__Your objective__: Every entry below should be reproduced exactly; no picture is to be included.

Records from a collection:
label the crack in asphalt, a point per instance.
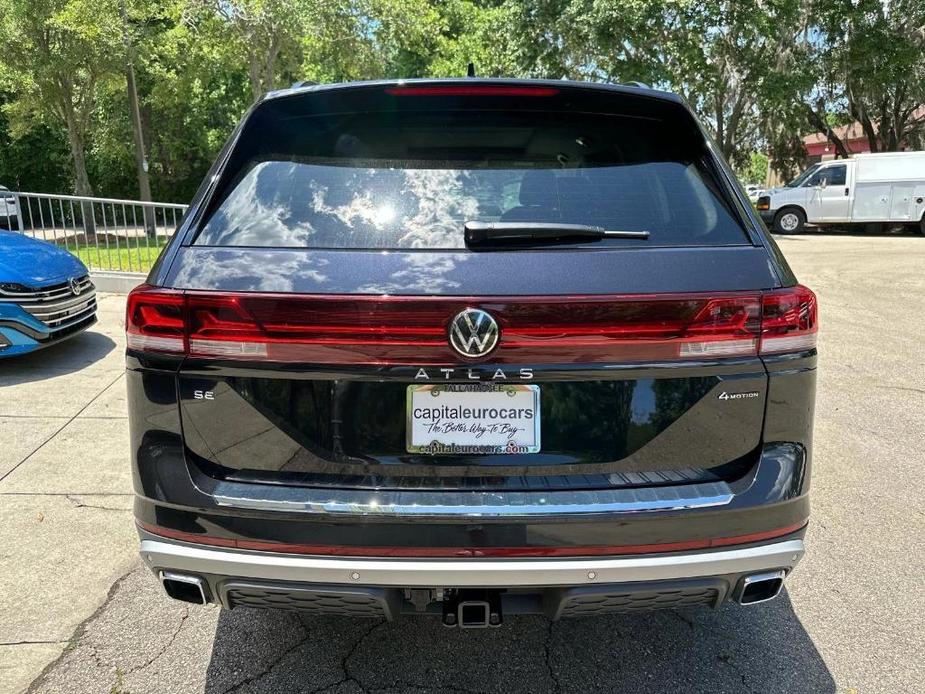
(30, 643)
(60, 429)
(79, 504)
(269, 668)
(557, 686)
(173, 637)
(346, 659)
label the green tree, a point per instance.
(63, 49)
(872, 55)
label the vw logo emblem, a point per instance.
(473, 333)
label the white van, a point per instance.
(867, 189)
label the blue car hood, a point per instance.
(35, 263)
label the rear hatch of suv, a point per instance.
(316, 290)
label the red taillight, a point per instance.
(789, 320)
(399, 330)
(155, 320)
(472, 90)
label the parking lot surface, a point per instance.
(851, 619)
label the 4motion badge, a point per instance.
(738, 396)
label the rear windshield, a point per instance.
(411, 179)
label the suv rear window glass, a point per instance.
(411, 179)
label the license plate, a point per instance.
(473, 419)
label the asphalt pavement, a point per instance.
(852, 618)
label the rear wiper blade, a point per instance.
(499, 233)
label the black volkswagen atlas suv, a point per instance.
(471, 348)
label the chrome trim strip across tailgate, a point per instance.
(170, 555)
(470, 503)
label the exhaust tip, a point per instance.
(184, 587)
(759, 588)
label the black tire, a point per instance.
(789, 220)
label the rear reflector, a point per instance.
(396, 330)
(789, 320)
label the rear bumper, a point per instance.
(385, 588)
(168, 555)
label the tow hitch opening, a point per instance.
(473, 609)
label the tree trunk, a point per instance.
(141, 162)
(818, 122)
(82, 185)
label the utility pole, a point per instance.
(141, 161)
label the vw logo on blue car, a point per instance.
(45, 294)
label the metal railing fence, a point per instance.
(105, 233)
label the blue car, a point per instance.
(45, 295)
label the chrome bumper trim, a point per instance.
(169, 555)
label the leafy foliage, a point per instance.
(759, 73)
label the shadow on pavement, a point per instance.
(734, 649)
(72, 355)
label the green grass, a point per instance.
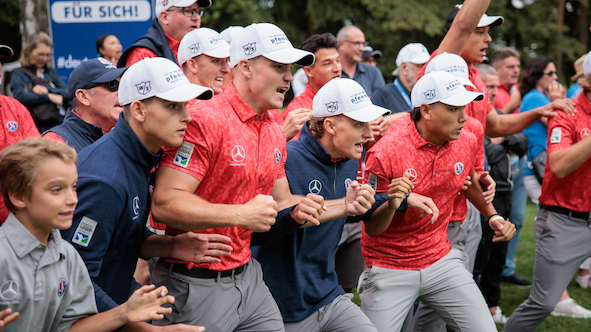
(512, 296)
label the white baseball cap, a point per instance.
(203, 41)
(587, 64)
(347, 97)
(451, 63)
(230, 33)
(270, 41)
(162, 5)
(415, 53)
(443, 87)
(158, 77)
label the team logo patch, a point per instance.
(373, 181)
(250, 48)
(9, 290)
(458, 168)
(412, 174)
(136, 207)
(238, 153)
(183, 154)
(84, 232)
(429, 94)
(11, 126)
(556, 135)
(194, 48)
(315, 186)
(62, 285)
(332, 107)
(347, 183)
(143, 88)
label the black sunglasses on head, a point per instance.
(112, 85)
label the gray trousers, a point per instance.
(239, 303)
(562, 245)
(446, 286)
(466, 238)
(341, 315)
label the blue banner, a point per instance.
(76, 25)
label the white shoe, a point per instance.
(583, 281)
(499, 317)
(570, 308)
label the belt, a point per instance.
(565, 211)
(196, 272)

__Exercise solution__:
label the crack in asphalt, a point per instance.
(30, 643)
(60, 429)
(79, 504)
(269, 668)
(557, 686)
(173, 637)
(346, 659)
label the green tree, a point per instance.
(63, 49)
(872, 55)
label the vw logo emblem, a point per instance.
(473, 333)
label the white van, a point per instance.
(867, 189)
label the blue car hood, a point per instance.
(35, 263)
label the rear hatch of suv, a point per instance.
(316, 290)
label the red taillight, a point per instance.
(789, 320)
(399, 330)
(155, 320)
(472, 90)
label the parking lot surface, a point per instance.
(851, 619)
label the 4motion badge, a point per instance.
(738, 396)
label the rear windshield, a point per instance.
(411, 179)
label the suv rear window glass, a point per instance.
(411, 179)
label the license plate, a point per instance.
(473, 419)
label the asphalt pavement, a point per instance.
(852, 618)
label the rear wiper blade, a point per instance.
(499, 233)
label the black volkswagen atlas suv, a point per instance.
(471, 348)
label the chrome trim strip across tailgate, a point per instance.
(170, 555)
(470, 503)
label the exhaust tip, a point per instance.
(184, 587)
(759, 588)
label the black tire, a point per instance.
(789, 220)
label the rear reflector, a point per instance.
(396, 330)
(789, 320)
label the rear bumper, a point per instance.
(385, 588)
(168, 555)
label the tow hitch opening, a point per instance.
(473, 609)
label the tree trunk, a point per instance.
(141, 162)
(818, 122)
(82, 185)
label the utility pole, a point per instance.
(141, 161)
label the vw logo on blue car, a point per instance.
(45, 294)
label the metal railing fence, a point per instance.
(105, 233)
label the blue car, a point per instance.
(45, 295)
label the chrome bumper trim, a point per instance.
(169, 555)
label the leafy foliage, a point per instance.
(759, 73)
label the shadow on pavement, a point per instance.
(734, 649)
(72, 355)
label the green grass, a point per instance.
(512, 296)
label the white baseball cap, a point per instance.
(203, 41)
(587, 64)
(347, 97)
(451, 63)
(230, 33)
(270, 41)
(162, 5)
(415, 53)
(443, 87)
(158, 77)
label the team logo patch, a point per instance.
(373, 181)
(250, 48)
(9, 290)
(458, 168)
(412, 174)
(136, 207)
(238, 153)
(183, 154)
(84, 232)
(429, 94)
(11, 126)
(556, 135)
(194, 48)
(315, 186)
(62, 285)
(332, 107)
(347, 183)
(143, 88)
label the black sunglasses on head, a point per instance.
(112, 85)
label the gray trousers, a point per instance.
(239, 303)
(562, 245)
(446, 286)
(466, 238)
(341, 315)
label the blue banner, a point per instance.
(76, 25)
label the white shoe, a point per instance.
(583, 281)
(499, 317)
(570, 308)
label the belt, a point per instance.
(565, 211)
(196, 272)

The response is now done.